Only the number is needed: how many lines in the entries below contain the string "uniform"?
#### Available records
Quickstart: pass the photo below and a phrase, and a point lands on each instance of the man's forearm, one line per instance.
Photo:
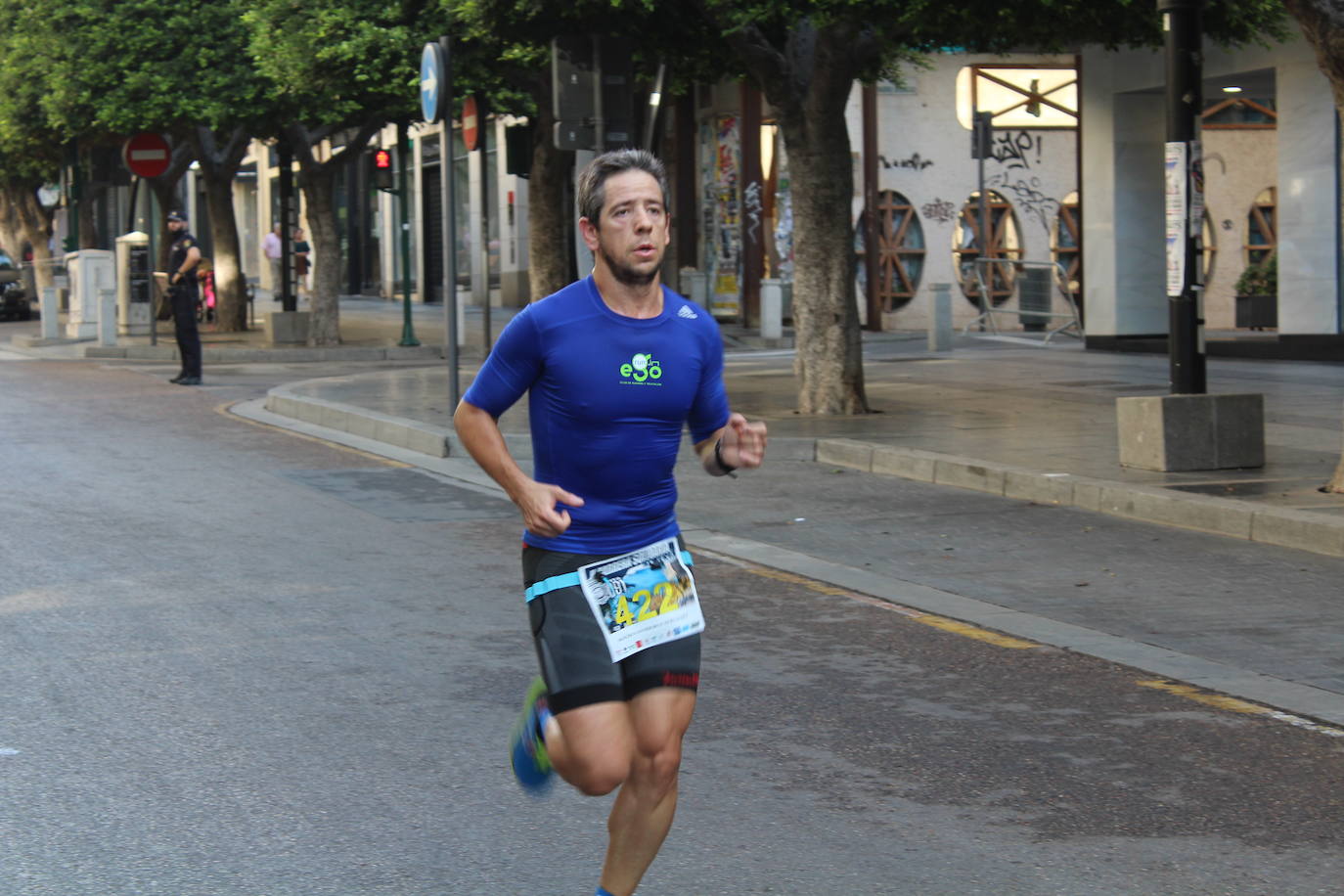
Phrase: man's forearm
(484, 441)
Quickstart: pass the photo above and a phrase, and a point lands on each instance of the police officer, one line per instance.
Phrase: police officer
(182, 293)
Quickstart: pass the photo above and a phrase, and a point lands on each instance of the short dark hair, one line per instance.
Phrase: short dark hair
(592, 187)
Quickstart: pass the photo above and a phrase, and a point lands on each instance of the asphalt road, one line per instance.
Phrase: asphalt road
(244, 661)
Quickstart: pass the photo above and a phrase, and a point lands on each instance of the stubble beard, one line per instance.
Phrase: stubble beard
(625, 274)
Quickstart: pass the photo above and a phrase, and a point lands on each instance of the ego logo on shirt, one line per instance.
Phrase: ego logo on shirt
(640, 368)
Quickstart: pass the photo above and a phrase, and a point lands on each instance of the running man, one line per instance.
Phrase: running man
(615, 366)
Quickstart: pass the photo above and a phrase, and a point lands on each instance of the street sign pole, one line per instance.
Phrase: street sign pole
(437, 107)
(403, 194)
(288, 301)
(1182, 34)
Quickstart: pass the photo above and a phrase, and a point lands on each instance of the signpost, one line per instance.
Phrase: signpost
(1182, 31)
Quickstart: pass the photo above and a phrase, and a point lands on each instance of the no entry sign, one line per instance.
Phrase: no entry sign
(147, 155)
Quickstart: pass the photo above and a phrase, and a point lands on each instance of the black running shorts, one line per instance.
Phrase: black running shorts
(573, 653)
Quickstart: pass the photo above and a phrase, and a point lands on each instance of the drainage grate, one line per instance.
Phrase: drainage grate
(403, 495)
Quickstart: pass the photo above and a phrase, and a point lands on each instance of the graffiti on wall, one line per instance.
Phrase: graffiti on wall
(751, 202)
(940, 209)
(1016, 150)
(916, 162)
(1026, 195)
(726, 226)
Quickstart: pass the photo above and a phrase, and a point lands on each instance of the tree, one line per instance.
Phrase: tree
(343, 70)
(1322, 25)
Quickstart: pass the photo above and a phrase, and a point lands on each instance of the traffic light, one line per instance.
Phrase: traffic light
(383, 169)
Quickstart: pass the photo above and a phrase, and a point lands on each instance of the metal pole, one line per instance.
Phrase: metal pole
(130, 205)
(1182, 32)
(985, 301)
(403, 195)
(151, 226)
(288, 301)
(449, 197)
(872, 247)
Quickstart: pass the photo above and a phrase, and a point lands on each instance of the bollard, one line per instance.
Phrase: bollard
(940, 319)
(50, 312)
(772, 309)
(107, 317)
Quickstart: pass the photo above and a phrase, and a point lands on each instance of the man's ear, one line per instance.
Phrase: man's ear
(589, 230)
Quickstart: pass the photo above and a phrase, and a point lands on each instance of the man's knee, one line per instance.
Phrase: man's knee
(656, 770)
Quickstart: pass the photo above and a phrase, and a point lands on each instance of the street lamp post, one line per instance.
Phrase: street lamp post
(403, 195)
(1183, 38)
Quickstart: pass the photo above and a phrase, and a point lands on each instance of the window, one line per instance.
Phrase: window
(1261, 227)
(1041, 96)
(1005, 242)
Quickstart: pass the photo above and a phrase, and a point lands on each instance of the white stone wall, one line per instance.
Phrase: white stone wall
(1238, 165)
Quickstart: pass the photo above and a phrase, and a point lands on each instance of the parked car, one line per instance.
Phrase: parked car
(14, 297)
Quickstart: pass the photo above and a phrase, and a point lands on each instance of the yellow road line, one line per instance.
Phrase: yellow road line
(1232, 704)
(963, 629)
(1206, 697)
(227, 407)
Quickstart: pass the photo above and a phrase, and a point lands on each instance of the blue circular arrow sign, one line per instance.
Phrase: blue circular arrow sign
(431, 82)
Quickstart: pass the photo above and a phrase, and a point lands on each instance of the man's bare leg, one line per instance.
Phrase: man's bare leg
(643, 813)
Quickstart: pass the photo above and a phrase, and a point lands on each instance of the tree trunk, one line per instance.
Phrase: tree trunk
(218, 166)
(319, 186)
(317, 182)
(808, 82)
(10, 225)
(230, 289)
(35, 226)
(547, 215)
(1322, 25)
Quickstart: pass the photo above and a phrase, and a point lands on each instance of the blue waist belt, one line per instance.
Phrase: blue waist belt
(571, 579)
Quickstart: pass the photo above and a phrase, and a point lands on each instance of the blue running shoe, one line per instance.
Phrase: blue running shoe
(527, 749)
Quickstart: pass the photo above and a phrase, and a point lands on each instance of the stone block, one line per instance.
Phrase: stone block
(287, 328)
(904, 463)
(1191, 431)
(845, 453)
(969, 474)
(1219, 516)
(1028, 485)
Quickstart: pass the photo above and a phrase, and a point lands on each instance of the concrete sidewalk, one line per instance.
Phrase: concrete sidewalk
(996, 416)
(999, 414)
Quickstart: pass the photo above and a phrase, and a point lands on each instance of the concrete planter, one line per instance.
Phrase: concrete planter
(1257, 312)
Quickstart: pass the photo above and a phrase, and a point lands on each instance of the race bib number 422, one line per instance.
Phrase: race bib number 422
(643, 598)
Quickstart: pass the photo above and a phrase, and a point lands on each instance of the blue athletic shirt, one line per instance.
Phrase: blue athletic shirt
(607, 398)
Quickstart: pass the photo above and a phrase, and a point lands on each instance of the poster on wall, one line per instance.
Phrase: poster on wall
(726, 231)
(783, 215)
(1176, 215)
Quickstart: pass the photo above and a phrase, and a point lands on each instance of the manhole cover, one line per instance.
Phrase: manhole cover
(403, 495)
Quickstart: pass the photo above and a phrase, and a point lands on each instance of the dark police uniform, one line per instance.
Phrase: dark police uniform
########
→ **Answer to this task**: 2